Wednesday, November 30, 2011
While unemployment is going down generally in California, it rose slightly in October in the Central Valley, according to new numbers from the states’ Employment Development Department.
California gained 26,000 jobs in October. That’s the third straight month. The rate has fallen to 11.7 percent. However, San Joaquin and Stanislaus counties lost jobs.
In San Joaquin County, the unemployment rate rose to 15.7 percent in October from 15.3 percent in September. In Stanislaus County, joblessness rose to 15.2 percent from 15 percent in September.
However, both those numbers are better than they were a year ago when unemployment was 16.6 percent in San Joaquin County and 16.1 percent in Stanislaus County.
You can see the trends and the statistics for each job sector here: San Joaquin County, Stanislaus County.
Wednesday, November 23, 2011
Record Staff Writer
November 23, 2011 12:00 AM
STOCKTON - After listening for an hour to impassioned statements by San Joaquin County farmers, the Board of Supervisors voted Tuesday morning to preserve tax breaks for growers under the Williamson Act. In so doing, the supervisors chose to forgo adding up to $1.5 million to the county's cash-strapped coffers.
Supervisors Larry Ruhstaller, Steve Bestolarides and Leroy Ornellas voted to preserve the tax break, rejecting the recommendation of County Administrator Manuel Lopez. Supervisor Ken Vogel, a farmer, recused himself from the discussion and the vote, and Carlos Villapudua missed the meeting because of the death of his father. The supervisors could choose to revisit the matter a year from now if the staggering economy does not improve.
The Williamson Act provides farmers with tax cuts in exchange for keeping their land from being developed for 10 years. But California Assembly Bill 1265 allowed the county to reduce the tax break by 10 percent, a move the supervisors rejected.
About a dozen farmers addressed the supervisors in opposition to the proposal, as did Bruce Blodgett, executive director of the San Joaquin Farm Bureau Federation. All said the added tax would be one more burden they could not afford and that it would kill job creation and drive some out of business.

· · ·

*EXERCISE SET:*
• A. In the San Joaquin County news text, what was San Joaquin County's unemployment rate in October?
• B. Continue the San Joaquin County news text from its last sentence.
The items after this news text come from a separate, unrelated source.

· · ·

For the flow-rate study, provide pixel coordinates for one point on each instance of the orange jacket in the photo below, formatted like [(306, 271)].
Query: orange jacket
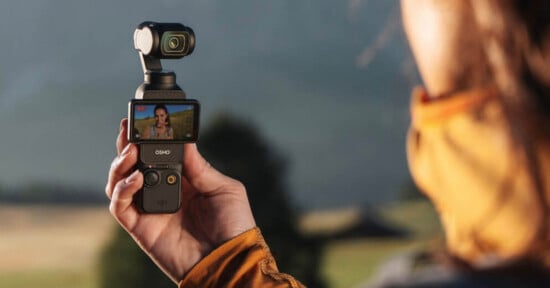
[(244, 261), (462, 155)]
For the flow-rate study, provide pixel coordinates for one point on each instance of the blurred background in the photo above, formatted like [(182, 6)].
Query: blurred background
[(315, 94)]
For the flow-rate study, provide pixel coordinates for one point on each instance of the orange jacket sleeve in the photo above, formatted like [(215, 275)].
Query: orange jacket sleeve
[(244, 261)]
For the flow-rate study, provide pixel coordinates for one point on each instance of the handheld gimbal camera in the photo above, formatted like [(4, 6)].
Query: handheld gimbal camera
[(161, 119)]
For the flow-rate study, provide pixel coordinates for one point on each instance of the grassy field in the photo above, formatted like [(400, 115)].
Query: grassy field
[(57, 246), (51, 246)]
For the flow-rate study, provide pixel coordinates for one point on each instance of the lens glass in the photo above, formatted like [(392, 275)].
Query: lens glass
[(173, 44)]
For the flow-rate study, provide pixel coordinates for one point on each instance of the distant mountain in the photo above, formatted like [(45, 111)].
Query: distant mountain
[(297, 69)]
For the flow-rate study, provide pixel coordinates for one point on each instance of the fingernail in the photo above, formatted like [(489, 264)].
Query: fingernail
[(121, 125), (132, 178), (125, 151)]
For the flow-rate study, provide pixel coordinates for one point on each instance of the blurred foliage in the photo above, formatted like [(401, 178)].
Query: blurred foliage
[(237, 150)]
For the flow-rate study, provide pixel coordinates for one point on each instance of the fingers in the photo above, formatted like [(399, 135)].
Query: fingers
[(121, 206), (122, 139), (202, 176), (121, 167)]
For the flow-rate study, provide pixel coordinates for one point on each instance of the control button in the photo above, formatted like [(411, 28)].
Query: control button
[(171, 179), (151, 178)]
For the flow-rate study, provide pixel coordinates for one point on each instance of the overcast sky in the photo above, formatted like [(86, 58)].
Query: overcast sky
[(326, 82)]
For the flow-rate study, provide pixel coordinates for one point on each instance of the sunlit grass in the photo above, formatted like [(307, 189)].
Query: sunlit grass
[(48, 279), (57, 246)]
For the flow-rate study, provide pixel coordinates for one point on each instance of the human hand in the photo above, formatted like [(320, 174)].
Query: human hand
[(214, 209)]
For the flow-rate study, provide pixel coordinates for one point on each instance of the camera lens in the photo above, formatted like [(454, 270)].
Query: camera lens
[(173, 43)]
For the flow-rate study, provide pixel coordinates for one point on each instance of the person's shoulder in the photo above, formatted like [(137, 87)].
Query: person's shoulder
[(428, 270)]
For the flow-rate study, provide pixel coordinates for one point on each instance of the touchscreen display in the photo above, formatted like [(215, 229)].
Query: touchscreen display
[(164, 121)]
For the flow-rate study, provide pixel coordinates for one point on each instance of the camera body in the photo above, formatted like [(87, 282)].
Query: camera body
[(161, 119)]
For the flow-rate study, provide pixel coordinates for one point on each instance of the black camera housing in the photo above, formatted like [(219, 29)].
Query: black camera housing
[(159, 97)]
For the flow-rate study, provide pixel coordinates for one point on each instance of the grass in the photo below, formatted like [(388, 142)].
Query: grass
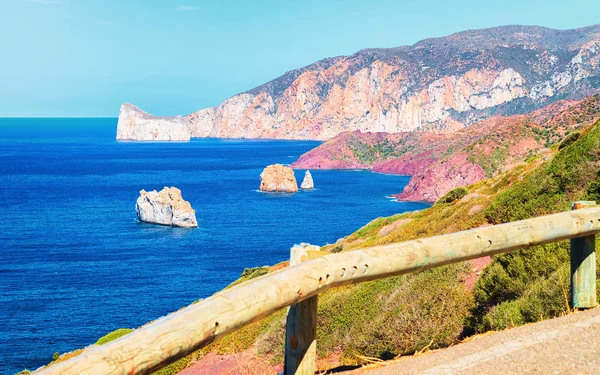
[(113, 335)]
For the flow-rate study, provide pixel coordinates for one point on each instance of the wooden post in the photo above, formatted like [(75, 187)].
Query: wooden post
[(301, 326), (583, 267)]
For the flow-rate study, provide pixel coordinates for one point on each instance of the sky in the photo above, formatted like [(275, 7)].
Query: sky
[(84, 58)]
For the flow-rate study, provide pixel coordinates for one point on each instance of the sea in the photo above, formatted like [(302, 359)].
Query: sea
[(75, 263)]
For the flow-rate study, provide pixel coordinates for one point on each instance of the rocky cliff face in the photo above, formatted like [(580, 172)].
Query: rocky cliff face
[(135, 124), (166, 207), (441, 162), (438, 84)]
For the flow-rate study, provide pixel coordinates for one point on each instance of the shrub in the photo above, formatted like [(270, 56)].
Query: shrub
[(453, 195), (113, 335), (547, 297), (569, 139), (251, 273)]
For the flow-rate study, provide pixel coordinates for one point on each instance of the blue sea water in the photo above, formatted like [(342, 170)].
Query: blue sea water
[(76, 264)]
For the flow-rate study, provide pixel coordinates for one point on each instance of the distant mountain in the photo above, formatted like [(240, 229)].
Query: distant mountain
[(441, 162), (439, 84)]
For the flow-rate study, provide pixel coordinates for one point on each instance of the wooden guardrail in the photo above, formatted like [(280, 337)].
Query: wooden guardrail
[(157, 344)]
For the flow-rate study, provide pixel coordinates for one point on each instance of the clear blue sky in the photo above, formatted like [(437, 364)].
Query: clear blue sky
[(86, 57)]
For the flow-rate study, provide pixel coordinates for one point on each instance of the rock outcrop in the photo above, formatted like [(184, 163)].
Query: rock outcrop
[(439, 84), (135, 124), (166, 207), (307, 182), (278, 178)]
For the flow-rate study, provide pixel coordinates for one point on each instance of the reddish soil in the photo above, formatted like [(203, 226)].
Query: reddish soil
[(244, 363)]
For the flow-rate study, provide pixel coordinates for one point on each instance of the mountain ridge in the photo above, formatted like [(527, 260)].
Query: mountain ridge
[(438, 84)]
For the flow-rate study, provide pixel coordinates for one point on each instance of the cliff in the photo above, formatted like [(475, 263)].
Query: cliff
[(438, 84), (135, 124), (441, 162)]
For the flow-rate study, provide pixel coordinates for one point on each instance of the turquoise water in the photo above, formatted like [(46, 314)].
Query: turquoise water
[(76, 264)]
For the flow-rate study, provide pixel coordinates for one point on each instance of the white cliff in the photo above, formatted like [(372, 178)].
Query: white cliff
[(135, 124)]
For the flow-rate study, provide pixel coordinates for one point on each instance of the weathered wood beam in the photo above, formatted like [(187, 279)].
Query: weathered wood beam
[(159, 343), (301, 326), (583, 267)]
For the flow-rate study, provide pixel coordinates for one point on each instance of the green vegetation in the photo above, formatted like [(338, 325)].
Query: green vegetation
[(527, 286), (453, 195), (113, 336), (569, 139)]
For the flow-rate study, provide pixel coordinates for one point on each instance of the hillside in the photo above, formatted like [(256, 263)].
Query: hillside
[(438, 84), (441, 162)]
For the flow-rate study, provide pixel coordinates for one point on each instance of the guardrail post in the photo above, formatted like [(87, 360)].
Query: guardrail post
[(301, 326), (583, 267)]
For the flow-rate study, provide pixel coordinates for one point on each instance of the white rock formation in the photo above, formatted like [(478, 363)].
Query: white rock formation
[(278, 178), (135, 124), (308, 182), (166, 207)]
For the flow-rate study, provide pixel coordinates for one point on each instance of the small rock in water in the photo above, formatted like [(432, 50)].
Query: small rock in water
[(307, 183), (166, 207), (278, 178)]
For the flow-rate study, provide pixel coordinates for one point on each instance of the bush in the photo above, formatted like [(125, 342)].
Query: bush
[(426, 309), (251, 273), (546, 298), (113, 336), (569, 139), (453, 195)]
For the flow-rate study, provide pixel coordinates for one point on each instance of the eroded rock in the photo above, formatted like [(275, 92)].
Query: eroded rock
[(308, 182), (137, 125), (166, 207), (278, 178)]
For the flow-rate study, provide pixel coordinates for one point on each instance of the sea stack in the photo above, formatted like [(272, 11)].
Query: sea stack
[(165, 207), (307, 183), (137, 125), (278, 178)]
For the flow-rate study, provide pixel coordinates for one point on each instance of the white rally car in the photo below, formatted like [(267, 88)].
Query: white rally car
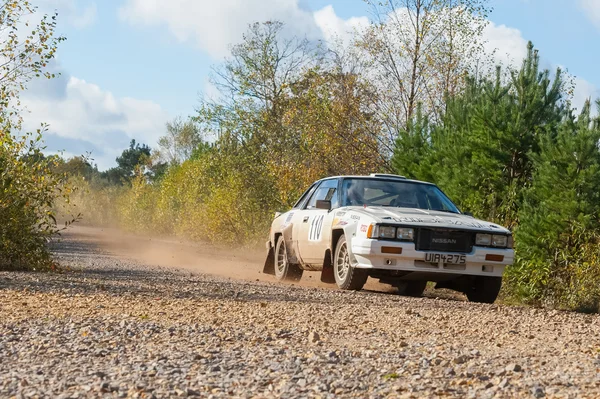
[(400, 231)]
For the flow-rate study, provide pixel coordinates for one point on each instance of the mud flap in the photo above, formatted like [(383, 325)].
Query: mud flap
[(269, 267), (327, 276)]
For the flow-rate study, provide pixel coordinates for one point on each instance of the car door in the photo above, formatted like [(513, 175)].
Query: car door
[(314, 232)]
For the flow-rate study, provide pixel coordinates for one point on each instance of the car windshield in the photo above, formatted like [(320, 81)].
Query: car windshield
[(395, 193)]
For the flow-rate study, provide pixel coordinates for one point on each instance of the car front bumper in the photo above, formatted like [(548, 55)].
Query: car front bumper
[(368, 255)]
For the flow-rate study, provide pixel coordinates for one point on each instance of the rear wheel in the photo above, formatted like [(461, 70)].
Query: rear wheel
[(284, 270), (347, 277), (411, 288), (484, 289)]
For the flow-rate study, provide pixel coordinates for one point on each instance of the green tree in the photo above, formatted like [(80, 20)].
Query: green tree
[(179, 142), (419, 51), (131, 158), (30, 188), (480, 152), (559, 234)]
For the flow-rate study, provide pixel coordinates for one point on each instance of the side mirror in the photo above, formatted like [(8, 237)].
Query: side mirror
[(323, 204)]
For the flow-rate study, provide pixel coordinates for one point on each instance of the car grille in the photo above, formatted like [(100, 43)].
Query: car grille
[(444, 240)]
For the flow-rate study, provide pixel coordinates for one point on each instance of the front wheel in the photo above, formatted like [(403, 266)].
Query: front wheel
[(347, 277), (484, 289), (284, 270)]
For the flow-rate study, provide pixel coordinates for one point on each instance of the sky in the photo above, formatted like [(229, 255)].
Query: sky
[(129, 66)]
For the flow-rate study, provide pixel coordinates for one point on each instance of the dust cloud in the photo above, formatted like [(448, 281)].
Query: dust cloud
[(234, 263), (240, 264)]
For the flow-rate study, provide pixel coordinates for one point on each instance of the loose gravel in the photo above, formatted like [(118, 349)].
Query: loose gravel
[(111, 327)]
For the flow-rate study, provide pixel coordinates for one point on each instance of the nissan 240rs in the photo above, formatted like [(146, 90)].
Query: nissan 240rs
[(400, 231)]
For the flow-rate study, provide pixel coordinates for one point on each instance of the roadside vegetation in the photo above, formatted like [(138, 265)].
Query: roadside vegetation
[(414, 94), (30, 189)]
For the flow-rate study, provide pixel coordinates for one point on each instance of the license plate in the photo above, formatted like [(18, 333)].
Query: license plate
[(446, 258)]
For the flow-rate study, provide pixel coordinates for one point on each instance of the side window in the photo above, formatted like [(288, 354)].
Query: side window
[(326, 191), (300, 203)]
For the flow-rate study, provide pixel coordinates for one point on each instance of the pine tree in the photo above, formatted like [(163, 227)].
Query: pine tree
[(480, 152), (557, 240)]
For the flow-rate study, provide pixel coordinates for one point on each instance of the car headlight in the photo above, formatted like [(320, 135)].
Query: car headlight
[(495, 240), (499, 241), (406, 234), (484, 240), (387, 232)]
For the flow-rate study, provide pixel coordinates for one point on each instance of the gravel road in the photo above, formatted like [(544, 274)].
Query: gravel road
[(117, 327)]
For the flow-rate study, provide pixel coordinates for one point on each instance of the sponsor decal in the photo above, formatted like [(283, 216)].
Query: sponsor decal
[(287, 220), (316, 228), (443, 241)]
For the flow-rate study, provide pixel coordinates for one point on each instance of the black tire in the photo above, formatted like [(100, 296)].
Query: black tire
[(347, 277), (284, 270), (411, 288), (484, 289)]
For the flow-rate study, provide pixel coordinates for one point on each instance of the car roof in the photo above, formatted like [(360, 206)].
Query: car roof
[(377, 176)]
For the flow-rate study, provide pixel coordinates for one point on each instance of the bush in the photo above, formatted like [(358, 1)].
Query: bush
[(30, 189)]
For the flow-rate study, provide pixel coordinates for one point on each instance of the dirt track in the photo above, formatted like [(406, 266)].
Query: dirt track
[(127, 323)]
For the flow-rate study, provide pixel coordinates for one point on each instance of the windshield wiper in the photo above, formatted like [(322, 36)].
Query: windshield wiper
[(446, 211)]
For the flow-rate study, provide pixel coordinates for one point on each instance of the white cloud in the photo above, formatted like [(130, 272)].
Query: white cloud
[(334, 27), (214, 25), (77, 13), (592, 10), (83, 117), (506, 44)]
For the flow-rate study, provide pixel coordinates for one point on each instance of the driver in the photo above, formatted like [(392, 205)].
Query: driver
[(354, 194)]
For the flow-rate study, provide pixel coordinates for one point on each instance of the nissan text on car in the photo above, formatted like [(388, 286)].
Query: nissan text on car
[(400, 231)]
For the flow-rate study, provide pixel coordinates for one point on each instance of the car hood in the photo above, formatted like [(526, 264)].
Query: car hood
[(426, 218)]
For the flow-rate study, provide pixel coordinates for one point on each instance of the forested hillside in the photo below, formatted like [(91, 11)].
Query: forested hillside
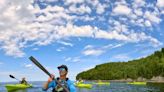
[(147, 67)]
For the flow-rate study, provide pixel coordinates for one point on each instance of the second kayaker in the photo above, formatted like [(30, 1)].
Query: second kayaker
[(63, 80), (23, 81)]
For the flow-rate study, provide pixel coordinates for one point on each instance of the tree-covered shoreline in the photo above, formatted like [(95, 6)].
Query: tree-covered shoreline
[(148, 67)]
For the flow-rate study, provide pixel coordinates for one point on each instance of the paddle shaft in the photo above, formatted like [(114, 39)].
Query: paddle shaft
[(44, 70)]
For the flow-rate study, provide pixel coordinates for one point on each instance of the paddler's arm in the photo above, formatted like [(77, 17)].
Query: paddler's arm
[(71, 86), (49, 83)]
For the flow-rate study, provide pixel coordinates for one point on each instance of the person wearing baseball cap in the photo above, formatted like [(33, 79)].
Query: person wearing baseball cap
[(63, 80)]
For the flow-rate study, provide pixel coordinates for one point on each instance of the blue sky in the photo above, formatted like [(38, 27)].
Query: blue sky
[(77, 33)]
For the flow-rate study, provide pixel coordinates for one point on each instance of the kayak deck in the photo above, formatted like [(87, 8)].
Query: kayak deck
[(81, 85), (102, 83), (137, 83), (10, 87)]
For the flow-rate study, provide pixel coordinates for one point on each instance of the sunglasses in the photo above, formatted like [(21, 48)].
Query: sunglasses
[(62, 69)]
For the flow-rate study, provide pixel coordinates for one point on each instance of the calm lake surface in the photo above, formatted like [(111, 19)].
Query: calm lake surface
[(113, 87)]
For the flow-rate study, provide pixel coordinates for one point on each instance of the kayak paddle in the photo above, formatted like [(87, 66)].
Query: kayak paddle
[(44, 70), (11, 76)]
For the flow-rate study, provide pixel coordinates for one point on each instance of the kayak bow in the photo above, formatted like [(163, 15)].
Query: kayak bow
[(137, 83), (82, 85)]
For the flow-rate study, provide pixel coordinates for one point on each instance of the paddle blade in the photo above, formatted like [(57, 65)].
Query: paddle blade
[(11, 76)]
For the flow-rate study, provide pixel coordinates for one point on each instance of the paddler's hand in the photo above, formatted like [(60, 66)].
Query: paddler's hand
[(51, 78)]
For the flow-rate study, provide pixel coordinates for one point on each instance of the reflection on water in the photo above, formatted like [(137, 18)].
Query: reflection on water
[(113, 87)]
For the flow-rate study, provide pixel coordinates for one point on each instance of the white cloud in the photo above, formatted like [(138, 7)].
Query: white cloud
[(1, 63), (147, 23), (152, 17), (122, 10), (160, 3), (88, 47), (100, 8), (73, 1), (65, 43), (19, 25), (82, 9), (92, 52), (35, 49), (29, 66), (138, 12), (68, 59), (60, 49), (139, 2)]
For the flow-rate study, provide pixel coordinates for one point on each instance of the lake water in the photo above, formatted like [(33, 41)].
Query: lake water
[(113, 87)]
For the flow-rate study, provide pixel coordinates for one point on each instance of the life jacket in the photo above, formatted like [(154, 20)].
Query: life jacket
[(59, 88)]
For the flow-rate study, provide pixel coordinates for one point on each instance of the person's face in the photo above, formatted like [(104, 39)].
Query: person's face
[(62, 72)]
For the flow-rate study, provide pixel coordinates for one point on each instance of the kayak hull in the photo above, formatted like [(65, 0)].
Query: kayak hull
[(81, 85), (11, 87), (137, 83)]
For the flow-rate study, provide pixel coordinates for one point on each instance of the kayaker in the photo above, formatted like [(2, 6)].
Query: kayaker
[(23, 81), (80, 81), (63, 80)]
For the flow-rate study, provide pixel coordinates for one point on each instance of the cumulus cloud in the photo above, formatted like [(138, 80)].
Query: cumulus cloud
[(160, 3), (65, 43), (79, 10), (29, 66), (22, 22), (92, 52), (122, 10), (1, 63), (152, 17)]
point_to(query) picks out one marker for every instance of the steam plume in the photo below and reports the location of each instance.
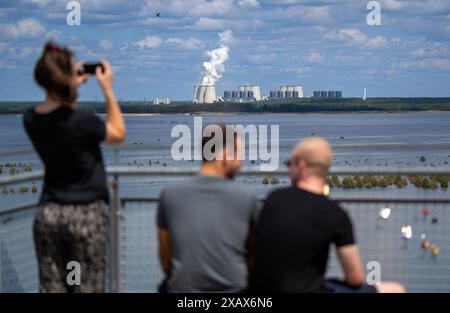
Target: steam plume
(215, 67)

· · ·

*OUTPUTS BY TASK:*
• A. 15.7 percent

• B.
"We request that you allow us to keep the money we worked for," Escalon almond grower Daniel Norton said before the vote. "We will have an economic impact equal to or greater than the impact if we give this money to the county."
Nick Bokides, a Lodi grape grower, added, "This is a tax increase. This is a cost increase. We are faced with death from a thousand cuts."
Had supervisors approved eliminating the tax break, it would have brought additional revenue for law enforcement and social services provided by the county. The supervisors decided placing an additional burden on farmers was not the right away to narrow the county's budget deficit but acknowledged that the financial crisis is unlikely to abate anytime soon and that more pain is ahead.
"We're going to have to cut back and tighten our belts," Bestolarides said.
Contact reporter Roger Phillips at (209) 546-8299 email@example.com. Visit his blog at recordnet.com/phillipsblog.
Tuesday, November 22, 2011
Is the recession over? It depends who you ask.
Earlier this month, economists at University of the Pacific's Business Forecasting Center said the pall of recession should finally lift from San Joaquin County next year.
Not that things are all that rosy. Not that the prediction didn't come stuffed with qualifiers, as in real estate and construction need to turn around before the recovery feels real. And continuing state and federal layoffs, while not a huge factor here, don't help. Not that the steady downward spiral of the state budget won't slice into this region.
The somewhat positive Pacific forecast is based on two things: construction of the $900 million prison hospital under way in southeast Stockton; and the start-up of the Marine Highway at the Port of Stockton.
Those two projects will add hundreds of jobs, first for construction and later for the permanent middle-class wage jobs. Pacific predicts a 2 percent gain in county jobs next year.
OK, 2 percent employment growth isn't much until it's viewed through the lens of a 6 percent job loss two years ago, a nearly 3 percent loss last year and virtually no job growth this year. Suddenly, 2 percent seems like boom times.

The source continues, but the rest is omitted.